→ EXERCISE INSTRUCTIONS:
Render the material again word for word, skipping the pictures in it.

→ SUPPLIED RECORDS:
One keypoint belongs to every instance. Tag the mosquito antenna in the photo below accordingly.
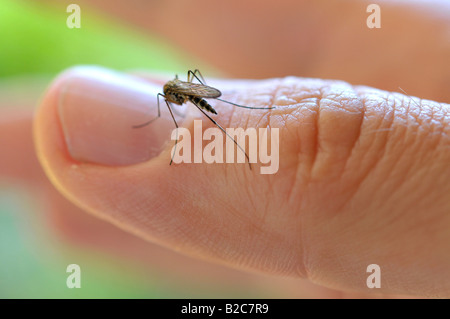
(247, 107)
(221, 128)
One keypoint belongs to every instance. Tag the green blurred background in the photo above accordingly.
(36, 45)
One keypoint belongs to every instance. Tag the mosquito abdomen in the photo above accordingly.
(202, 103)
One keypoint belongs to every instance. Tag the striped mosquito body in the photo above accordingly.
(202, 103)
(179, 92)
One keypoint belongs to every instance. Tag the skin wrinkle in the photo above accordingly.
(372, 167)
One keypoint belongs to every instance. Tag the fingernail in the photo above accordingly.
(98, 109)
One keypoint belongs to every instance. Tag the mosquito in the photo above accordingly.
(179, 92)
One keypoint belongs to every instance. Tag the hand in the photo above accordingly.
(421, 70)
(363, 178)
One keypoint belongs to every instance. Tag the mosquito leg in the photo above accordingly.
(191, 76)
(247, 107)
(176, 138)
(159, 114)
(222, 129)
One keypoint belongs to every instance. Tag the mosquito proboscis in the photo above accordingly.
(179, 92)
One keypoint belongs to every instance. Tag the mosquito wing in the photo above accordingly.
(194, 89)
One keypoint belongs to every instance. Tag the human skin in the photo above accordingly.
(363, 178)
(425, 276)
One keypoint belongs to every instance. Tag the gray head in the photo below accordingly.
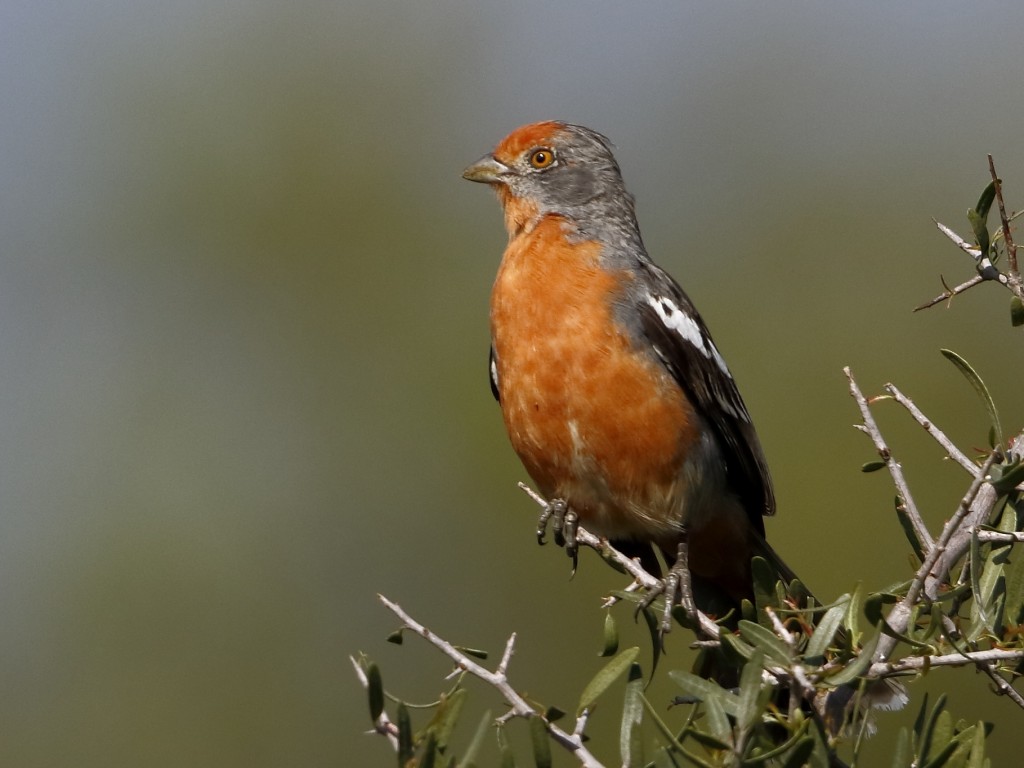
(563, 169)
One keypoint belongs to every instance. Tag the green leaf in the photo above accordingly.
(925, 743)
(872, 608)
(823, 634)
(404, 724)
(767, 641)
(446, 717)
(654, 631)
(978, 216)
(978, 748)
(375, 689)
(857, 666)
(705, 689)
(750, 691)
(610, 645)
(553, 714)
(542, 745)
(1005, 477)
(469, 759)
(986, 198)
(908, 531)
(475, 652)
(629, 733)
(429, 752)
(718, 722)
(854, 610)
(901, 751)
(979, 386)
(800, 755)
(942, 758)
(607, 675)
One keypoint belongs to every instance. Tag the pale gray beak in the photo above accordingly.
(486, 170)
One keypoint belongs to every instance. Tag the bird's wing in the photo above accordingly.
(680, 337)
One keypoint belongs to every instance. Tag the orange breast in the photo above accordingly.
(594, 421)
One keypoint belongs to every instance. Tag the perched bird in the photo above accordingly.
(613, 394)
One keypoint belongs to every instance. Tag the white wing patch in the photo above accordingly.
(676, 320)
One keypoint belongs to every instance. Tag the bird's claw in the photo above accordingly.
(675, 587)
(564, 522)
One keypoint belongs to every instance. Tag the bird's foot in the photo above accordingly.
(676, 588)
(564, 522)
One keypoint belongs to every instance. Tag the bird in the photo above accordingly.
(613, 394)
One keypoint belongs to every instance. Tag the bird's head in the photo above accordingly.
(554, 168)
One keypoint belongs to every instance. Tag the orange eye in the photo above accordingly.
(542, 158)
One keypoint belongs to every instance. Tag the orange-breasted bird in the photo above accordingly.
(613, 394)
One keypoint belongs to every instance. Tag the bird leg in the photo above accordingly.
(564, 522)
(675, 585)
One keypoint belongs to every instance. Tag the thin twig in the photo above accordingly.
(1003, 687)
(986, 537)
(950, 292)
(895, 470)
(383, 725)
(915, 664)
(499, 680)
(929, 577)
(973, 251)
(1007, 237)
(937, 434)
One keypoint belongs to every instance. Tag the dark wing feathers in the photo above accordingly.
(493, 374)
(684, 346)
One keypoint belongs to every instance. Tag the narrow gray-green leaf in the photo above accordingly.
(823, 634)
(448, 716)
(978, 748)
(901, 751)
(542, 744)
(632, 716)
(605, 677)
(429, 752)
(766, 640)
(705, 689)
(718, 722)
(508, 757)
(375, 689)
(404, 724)
(986, 198)
(853, 670)
(750, 690)
(610, 645)
(979, 386)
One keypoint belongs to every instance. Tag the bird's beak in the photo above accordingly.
(486, 170)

→ EXERCISE OUTPUT:
One keypoint belongs to every instance. Tag the mosquito antenna in the photo below accordingly.
(247, 107)
(221, 128)
One keypoint belongs to every instance. Tag the green blurred background in the photo above accordingly.
(36, 45)
One keypoint belongs to every instance. Tag the mosquito abdomen in the photo above accordingly.
(202, 103)
One keypoint belongs to every instance. Tag the striped mosquito body in the photo above accordingly.
(202, 103)
(179, 92)
One keypoint belongs to every instance. Tag the skin wrinkle in the photo above accordingly.
(372, 167)
One keypoint belongs to every instance. Tag the fingernail in the photo above accordingly.
(98, 109)
One keypoint belongs to every instance. Tag the mosquito in the photo above accordingly.
(179, 92)
One keypoint belongs to every instance. Tag the hand in the photo above accordingly.
(421, 70)
(363, 178)
One keypoint belongs to every instance. Tag the mosquito leg in the photo above accordingly.
(191, 76)
(247, 107)
(176, 138)
(159, 114)
(222, 129)
One keypoint belongs to every instance. Tag the mosquito proboscis in the photo above accordingly.
(179, 92)
One keypoint belongs to every instance. Tag the mosquito wing in the photo above accordingly.
(194, 89)
One keypoint belongs to every instance. Tag the human skin in the photo above accordingly.
(363, 178)
(425, 276)
One keypoint belongs to every instance. Tag the gray head in the photo below accordingly.
(563, 169)
One keypoint belongs to every instance. Tag the green leaf in the photo above accordingly.
(925, 743)
(872, 608)
(823, 634)
(404, 724)
(767, 641)
(446, 717)
(654, 631)
(978, 216)
(978, 748)
(375, 689)
(857, 666)
(705, 689)
(750, 691)
(610, 645)
(553, 714)
(542, 745)
(1005, 477)
(469, 759)
(986, 198)
(908, 531)
(475, 652)
(629, 733)
(429, 752)
(718, 722)
(854, 610)
(901, 751)
(979, 386)
(800, 755)
(942, 758)
(607, 675)
One keypoint belongs to every instance. Tag the pale gray beak in the photo above accordingly.
(486, 170)
One keypoint belongs to every instance. Tag the bird's wing in the photo above accordingly.
(680, 337)
One keypoint belongs to every instance. Tag the orange breast in the photo above accordingly.
(594, 421)
One keypoint belongs to every instance. Tag the perched bird in the photo above accordingly.
(613, 394)
One keypoint belongs to every instance. Tag the white wing patch in the photo above accordingly.
(676, 320)
One keypoint belongs to every instance. Tag the bird's claw in the photo above accordingly.
(675, 587)
(564, 522)
One keypoint belongs to every instance. Tag the bird's foot in the photo above accordingly.
(676, 588)
(564, 522)
One keypoint belongs to every instance. Tag the bird in the photo above accordingly.
(613, 394)
One keypoint belongs to every instance. Tag the bird's head in the photo above accordingly.
(554, 168)
One keypoint belongs to every instance. Tag the orange eye in the photo above accordingly.
(542, 158)
One keypoint belongs to every instance. Tag the orange-breasted bird in the photo above accordingly.
(613, 394)
One keypoint belongs to every instance. Tag the bird leg in the photo above accordingly.
(564, 522)
(675, 585)
One keypoint belongs to every instance. Tag the thin twig in the photo above accordingly.
(1003, 687)
(986, 537)
(950, 292)
(895, 470)
(383, 725)
(915, 664)
(499, 680)
(929, 577)
(973, 251)
(1007, 237)
(937, 434)
One keypoint belongs to every instance. Tag the dark wing feathers in the photo above accordingly.
(493, 374)
(684, 346)
One keypoint belongs to every instance. Tag the narrow gray-green leaf in the photo above accordingly.
(823, 634)
(448, 716)
(978, 748)
(901, 751)
(542, 744)
(632, 716)
(605, 677)
(429, 752)
(766, 640)
(705, 689)
(718, 722)
(508, 757)
(375, 689)
(404, 724)
(986, 198)
(853, 670)
(750, 690)
(610, 645)
(979, 386)
One keypoint belongs to every instance. Tag the bird's beak in the photo above accordingly.
(486, 170)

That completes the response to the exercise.